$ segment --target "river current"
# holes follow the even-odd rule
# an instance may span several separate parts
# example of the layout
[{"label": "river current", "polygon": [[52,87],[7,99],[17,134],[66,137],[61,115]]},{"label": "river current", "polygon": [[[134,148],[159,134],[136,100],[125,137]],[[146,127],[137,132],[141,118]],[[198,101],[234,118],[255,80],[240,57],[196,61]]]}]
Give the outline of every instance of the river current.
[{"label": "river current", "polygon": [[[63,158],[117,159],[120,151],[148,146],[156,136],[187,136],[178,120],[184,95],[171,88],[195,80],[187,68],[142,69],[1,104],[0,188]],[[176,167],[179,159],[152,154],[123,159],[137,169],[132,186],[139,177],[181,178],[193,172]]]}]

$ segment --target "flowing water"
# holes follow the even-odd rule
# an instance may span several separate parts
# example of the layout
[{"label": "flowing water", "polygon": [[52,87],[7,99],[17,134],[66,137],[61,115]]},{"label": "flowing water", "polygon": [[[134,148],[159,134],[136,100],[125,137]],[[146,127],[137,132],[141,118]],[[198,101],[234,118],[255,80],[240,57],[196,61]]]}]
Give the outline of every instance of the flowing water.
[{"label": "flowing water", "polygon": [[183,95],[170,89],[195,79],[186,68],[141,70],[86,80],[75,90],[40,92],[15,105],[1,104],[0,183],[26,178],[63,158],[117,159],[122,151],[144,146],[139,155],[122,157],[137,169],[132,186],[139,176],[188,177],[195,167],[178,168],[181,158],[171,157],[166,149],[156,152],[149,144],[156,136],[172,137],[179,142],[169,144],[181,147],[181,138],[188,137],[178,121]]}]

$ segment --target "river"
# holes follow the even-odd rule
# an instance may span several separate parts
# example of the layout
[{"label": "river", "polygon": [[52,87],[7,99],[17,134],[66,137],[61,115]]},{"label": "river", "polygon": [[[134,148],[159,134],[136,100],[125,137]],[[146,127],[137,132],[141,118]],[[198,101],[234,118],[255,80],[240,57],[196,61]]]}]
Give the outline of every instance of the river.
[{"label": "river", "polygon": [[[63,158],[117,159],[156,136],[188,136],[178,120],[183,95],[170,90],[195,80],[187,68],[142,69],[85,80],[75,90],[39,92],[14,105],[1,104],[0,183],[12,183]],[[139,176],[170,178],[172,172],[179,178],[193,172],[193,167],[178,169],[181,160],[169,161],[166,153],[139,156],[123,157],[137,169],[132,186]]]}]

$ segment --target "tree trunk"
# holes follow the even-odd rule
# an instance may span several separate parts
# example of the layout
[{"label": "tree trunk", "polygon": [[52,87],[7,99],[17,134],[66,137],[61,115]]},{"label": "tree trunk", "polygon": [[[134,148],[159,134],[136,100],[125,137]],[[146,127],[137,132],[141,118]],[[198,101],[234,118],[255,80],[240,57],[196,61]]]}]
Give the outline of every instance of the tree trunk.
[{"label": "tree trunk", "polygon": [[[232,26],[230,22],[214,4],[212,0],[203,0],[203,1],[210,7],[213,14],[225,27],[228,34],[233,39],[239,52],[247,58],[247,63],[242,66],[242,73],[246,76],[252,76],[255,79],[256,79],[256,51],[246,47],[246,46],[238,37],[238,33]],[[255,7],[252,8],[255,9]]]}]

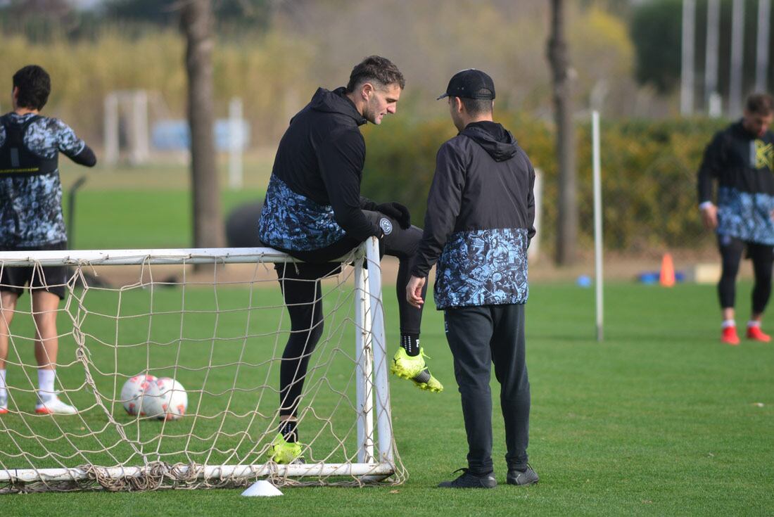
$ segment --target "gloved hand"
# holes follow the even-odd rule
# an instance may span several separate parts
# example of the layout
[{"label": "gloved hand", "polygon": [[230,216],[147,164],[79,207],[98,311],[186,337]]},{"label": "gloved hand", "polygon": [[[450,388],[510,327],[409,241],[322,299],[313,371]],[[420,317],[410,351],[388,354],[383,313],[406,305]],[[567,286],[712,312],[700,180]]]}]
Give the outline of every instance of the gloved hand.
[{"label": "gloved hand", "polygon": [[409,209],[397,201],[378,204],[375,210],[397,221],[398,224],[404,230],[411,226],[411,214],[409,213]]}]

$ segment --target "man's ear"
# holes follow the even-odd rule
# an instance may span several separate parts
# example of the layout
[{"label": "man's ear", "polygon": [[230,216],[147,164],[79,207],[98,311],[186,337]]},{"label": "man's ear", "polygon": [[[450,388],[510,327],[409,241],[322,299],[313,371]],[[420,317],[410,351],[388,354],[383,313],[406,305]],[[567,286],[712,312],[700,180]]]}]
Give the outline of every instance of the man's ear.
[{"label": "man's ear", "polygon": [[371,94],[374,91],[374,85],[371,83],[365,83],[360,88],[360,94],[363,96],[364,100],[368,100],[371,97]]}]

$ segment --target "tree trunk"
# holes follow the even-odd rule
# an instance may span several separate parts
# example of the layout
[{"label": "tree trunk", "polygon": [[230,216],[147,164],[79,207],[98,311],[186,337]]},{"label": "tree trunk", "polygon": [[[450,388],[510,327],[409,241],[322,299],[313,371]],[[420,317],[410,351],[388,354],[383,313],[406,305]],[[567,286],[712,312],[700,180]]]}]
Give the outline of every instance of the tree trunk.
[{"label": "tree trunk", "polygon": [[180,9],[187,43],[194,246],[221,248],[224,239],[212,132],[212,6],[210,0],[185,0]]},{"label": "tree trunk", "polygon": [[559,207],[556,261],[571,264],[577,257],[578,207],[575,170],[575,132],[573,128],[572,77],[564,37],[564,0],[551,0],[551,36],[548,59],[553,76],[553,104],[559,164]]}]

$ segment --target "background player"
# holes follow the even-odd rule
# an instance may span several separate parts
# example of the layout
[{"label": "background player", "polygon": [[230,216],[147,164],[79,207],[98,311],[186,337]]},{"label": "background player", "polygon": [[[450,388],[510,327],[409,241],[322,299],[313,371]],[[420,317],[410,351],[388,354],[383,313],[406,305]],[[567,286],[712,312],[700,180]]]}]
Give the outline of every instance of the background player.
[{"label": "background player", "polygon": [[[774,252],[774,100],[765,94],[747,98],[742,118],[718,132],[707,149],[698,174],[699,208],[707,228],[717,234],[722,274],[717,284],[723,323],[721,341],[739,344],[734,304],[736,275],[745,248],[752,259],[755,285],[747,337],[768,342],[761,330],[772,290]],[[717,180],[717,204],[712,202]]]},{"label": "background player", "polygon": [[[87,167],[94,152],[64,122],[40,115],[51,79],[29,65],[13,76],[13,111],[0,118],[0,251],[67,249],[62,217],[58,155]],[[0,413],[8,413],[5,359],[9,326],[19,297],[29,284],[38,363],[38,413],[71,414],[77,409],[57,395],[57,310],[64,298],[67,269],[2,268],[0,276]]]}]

...

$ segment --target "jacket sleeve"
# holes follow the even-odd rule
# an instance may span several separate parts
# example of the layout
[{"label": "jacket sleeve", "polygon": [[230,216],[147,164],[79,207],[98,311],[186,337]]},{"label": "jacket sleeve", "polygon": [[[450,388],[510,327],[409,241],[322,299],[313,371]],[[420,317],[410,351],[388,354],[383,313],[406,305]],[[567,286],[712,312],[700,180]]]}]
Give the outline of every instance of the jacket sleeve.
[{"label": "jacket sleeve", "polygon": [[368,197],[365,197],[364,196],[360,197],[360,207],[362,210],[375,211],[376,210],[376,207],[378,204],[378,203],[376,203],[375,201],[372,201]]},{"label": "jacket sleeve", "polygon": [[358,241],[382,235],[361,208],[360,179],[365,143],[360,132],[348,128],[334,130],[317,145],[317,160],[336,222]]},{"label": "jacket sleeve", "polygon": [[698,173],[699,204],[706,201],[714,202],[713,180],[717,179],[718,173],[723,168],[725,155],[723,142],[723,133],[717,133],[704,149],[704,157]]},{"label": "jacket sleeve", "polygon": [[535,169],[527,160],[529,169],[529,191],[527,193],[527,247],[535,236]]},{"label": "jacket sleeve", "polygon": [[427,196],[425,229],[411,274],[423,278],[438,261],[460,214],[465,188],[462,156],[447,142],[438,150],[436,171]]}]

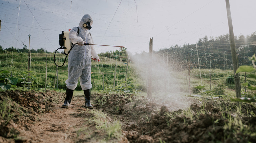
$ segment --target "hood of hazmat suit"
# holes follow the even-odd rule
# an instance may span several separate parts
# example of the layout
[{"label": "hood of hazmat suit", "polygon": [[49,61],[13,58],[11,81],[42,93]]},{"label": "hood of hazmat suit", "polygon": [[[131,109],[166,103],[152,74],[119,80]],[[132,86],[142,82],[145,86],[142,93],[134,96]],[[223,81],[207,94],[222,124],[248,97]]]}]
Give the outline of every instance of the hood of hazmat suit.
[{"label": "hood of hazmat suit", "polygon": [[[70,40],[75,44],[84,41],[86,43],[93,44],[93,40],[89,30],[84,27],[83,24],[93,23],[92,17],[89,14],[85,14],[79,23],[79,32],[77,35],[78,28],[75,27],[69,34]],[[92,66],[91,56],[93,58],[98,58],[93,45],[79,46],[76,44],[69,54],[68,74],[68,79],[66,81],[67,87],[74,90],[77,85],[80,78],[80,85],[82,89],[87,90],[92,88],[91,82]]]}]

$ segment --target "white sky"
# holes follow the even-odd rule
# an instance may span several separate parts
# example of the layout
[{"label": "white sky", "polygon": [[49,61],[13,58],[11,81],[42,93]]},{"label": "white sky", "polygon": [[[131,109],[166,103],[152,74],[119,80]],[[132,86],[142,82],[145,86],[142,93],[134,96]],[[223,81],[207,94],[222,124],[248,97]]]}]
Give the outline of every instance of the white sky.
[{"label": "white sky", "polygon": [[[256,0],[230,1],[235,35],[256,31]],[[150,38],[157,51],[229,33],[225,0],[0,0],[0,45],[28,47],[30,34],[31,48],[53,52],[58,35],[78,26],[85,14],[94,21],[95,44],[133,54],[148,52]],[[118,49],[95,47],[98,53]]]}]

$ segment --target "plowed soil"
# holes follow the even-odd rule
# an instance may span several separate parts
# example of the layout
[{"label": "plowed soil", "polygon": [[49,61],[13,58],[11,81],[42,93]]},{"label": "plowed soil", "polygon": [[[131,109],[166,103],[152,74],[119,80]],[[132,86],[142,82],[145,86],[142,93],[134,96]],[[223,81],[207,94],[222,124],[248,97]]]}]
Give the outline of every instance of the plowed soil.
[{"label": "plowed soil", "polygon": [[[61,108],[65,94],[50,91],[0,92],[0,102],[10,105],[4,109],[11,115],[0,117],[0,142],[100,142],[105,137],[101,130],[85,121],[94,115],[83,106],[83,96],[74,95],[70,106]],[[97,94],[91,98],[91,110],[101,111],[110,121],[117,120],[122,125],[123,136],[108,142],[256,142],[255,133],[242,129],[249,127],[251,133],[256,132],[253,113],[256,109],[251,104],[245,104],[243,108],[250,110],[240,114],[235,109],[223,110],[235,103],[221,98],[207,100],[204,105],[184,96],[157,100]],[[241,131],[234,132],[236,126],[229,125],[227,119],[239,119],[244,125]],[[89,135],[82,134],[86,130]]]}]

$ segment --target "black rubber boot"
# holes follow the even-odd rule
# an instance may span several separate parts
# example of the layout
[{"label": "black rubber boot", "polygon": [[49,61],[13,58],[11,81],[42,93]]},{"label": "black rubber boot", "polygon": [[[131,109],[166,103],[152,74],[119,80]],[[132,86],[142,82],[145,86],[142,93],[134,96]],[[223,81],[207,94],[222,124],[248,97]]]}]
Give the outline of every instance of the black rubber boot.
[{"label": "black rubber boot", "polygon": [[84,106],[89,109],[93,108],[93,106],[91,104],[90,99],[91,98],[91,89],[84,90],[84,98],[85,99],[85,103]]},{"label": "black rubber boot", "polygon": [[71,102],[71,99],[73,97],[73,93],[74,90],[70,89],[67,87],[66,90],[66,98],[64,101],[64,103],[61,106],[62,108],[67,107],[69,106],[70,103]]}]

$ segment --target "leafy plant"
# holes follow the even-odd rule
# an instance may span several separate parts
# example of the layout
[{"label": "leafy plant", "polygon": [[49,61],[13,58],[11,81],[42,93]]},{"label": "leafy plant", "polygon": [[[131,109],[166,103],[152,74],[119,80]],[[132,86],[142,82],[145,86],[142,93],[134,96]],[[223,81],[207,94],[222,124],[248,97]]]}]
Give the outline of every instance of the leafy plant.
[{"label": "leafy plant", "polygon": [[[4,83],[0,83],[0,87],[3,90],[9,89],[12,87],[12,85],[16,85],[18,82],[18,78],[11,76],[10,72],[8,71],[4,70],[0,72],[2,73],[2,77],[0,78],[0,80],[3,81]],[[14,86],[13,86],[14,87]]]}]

**What to do**
Pick out each line in the listing above that contains the string "sleeve". Letter case counts when matching.

**Finished exercise**
$ segment --target "jacket sleeve"
[{"label": "jacket sleeve", "polygon": [[230,216],[147,164],[79,207],[98,311],[186,337]]},{"label": "jacket sleeve", "polygon": [[[450,388],[510,327],[409,241],[322,299],[313,371]],[[420,317],[410,351],[388,354],[383,313],[406,305]],[[567,286],[712,312],[700,180]]]}]
Give the outline of every instance of the jacket sleeve.
[{"label": "jacket sleeve", "polygon": [[368,197],[365,197],[364,196],[360,197],[360,207],[362,210],[375,211],[376,210],[376,207],[378,204],[378,203],[376,203],[375,201],[372,201]]},{"label": "jacket sleeve", "polygon": [[358,241],[382,235],[361,208],[360,179],[365,143],[360,132],[348,128],[334,130],[317,145],[317,160],[336,222]]},{"label": "jacket sleeve", "polygon": [[698,173],[699,204],[706,201],[714,202],[713,180],[717,179],[718,173],[723,168],[725,155],[723,142],[723,133],[717,133],[704,149],[704,157]]},{"label": "jacket sleeve", "polygon": [[535,169],[527,160],[529,169],[529,191],[527,193],[527,247],[535,236]]},{"label": "jacket sleeve", "polygon": [[427,196],[425,229],[411,274],[423,278],[438,261],[460,214],[465,188],[462,156],[447,142],[438,150],[436,171]]}]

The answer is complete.